■ Your tasks
1. In the Netflix caching passage, how long did the assignment step take after both changes?
2. Repeat word for word the part of the Netflix caching passage that opens with the words containing "At this time" and closes with "to achieve here.".

■ Source passage
····················

In the Netflix data set, there’re 17770 movies and about half million viewers, but only about 100 million ratings, so on average each viewer rated about one in 89 movies.

Therefore in my inner loops above (for each movie rated by the viewer), the code is skipping thru the rows of the array from left to right. On average, the memory address of each rating value accessed is about 89 ratings (178 bytes) away from the previous address. So it’s a guaranteed cache miss in most cases, with horrible performance penalties. Most of the time, the CPU is just sitting there waiting for the data to arrive from memory.

OK, given this scenario, the obvious solution is to turn the ratings[][] array sideways, swapping the first index and the second index:

unsigned short ratings[movieCount] [clusterCount];

and the new memory layout:

m0c0, m0c1, m0c2, …… m0c[clusterCount-2], m0c[clusterCount-1], m1c0, m1c1, m1c2, …… m1c[clusterCount-2], m1c[clusterCount-1], m2c0, m2c1, m2c2, …… m2c[clusterCount-2], m2c[clusterCount-1], ...

where m0c0 is the cluster 0’s rating for movie 0, and m0c1 is the cluster 1’s rating for movie 0, and so on. Now we go thru the data in a new order:

//loop thru data in viewer-movie-cluster order float clusterSquares[clusterCount]; for each viewer { set all elements of clusterSquares[] to zero. for each movie rated by the current viewer { for each cluster { clusterSquares[clusterIndex]+=(ratingOfViewer – ratingOfCluster)^2; } } // for each movie rated by the current viewer Assign the viewer to the cluster that has the smallest value in clusterSquares[]. } // for each viewer {

Now in the inner loop, the code is scanning thru the array/memory sequentially with no skips, greatly reducing cache miss.

At this time I also changed the data type of ratings[][] array from unsigned short (2 bytes) to unsigned char (1 byte), to reduce the amount of data that need to be accessed. Yes I lose some accuracy this way, but the probe RMSE using 1-byte rating value is only a few 0.0001’s worse than before, so the effect is negligible for the result we’re trying to achieve here.

With both changes above, the assignment step now took about 44.3 seconds, and the update step took about 8.0 seconds (yes I wrote these numbers down), for a total of 52.3 seconds, a good improvement from the previous 90 seconds.

But wait, there’s more. The new inner-loop is scanning thru the array/memory sequentially, so we can easily take advantage of data prefetching.

····················

■ Dataset extract

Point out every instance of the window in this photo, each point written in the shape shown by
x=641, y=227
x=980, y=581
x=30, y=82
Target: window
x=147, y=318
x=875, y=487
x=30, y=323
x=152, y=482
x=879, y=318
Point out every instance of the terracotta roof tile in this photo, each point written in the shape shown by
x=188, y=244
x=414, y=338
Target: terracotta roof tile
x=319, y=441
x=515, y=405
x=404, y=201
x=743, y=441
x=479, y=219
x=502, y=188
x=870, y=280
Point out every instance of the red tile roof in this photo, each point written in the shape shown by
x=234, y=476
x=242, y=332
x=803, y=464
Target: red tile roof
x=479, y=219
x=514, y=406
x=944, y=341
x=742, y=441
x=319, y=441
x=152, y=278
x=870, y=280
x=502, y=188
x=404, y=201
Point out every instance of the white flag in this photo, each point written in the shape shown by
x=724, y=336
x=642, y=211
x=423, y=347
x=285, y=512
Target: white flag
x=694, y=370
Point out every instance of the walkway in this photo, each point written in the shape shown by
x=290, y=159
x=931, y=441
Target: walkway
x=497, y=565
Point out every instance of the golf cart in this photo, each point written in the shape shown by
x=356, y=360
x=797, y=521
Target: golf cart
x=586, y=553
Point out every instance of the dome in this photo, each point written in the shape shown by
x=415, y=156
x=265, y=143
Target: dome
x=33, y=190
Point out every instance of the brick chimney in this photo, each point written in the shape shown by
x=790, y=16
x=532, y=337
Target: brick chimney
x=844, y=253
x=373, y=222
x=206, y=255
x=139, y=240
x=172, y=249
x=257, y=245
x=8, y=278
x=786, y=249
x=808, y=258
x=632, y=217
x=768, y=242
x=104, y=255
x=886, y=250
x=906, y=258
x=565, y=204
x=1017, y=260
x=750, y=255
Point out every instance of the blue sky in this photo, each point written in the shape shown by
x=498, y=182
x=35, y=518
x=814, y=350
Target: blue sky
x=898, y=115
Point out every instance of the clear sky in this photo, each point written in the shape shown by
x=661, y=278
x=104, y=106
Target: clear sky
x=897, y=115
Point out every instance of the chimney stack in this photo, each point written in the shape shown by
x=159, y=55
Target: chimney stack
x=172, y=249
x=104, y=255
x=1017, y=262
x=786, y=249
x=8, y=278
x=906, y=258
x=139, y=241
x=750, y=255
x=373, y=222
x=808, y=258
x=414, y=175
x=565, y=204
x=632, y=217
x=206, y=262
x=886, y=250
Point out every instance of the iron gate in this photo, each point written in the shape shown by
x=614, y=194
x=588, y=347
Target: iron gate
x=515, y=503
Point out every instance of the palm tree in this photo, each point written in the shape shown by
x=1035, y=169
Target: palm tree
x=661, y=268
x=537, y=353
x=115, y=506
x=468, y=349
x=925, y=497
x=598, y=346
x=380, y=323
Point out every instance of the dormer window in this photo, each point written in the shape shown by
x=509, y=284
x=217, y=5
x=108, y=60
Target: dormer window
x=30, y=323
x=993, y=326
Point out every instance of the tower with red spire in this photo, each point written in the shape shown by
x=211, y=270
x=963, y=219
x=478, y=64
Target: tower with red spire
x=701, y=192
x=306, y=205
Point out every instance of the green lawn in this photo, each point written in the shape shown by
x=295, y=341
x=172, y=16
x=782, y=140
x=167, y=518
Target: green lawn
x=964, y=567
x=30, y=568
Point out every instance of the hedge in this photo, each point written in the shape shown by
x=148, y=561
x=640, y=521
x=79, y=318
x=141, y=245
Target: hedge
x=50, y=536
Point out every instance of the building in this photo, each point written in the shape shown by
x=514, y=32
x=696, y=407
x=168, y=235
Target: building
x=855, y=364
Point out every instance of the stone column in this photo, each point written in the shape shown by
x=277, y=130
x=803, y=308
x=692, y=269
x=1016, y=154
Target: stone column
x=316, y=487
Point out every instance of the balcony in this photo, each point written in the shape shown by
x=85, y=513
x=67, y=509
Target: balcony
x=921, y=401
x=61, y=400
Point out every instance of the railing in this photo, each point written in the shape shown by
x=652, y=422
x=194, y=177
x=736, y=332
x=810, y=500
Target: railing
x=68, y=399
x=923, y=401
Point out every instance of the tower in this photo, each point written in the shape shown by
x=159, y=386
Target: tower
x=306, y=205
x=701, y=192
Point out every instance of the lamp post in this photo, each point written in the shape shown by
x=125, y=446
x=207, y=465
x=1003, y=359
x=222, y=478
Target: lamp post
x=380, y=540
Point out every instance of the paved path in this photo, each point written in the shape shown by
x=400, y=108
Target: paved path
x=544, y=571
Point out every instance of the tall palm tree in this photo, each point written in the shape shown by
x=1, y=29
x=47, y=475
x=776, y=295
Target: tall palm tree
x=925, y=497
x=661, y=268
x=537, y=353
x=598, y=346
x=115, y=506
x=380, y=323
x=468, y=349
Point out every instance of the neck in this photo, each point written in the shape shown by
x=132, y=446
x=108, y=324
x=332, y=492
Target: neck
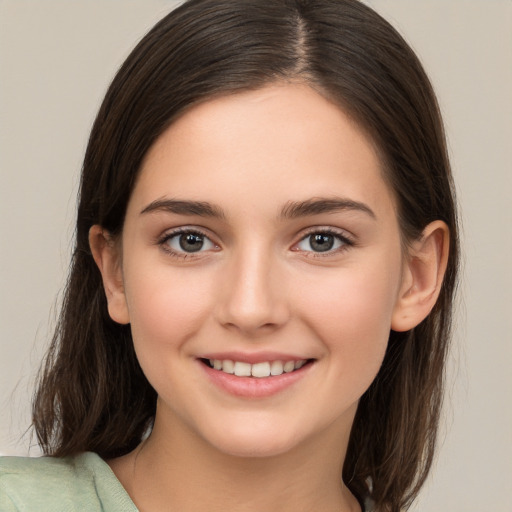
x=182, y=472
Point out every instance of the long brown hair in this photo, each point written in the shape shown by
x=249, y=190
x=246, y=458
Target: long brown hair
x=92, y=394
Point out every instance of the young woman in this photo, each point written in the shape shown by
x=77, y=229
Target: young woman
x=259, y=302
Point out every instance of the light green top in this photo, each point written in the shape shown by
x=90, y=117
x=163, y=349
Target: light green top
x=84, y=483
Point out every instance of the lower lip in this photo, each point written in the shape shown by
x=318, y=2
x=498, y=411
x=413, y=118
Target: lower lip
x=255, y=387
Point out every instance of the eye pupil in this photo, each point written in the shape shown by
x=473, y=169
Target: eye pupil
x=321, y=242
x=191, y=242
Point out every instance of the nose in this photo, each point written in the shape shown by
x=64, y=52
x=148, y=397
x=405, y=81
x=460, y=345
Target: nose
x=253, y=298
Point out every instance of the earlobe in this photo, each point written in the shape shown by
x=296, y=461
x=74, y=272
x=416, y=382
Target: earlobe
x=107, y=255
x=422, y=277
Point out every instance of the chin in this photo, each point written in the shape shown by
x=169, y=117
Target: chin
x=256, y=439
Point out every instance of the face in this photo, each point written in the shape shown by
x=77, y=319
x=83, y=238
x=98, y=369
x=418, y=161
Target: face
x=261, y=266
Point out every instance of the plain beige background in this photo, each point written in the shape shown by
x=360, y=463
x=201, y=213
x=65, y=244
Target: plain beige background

····················

■ The solutions
1. About 44.3 seconds.

2.
At this time I also changed the data type of ratings[][] array from unsigned short (2 bytes) to unsigned char (1 byte), to reduce the amount of data that need to be accessed. Yes I lose some accuracy this way, but the probe RMSE using 1-byte rating value is only a few 0.0001’s worse than before, so the effect is negligible for the result we’re trying to achieve here.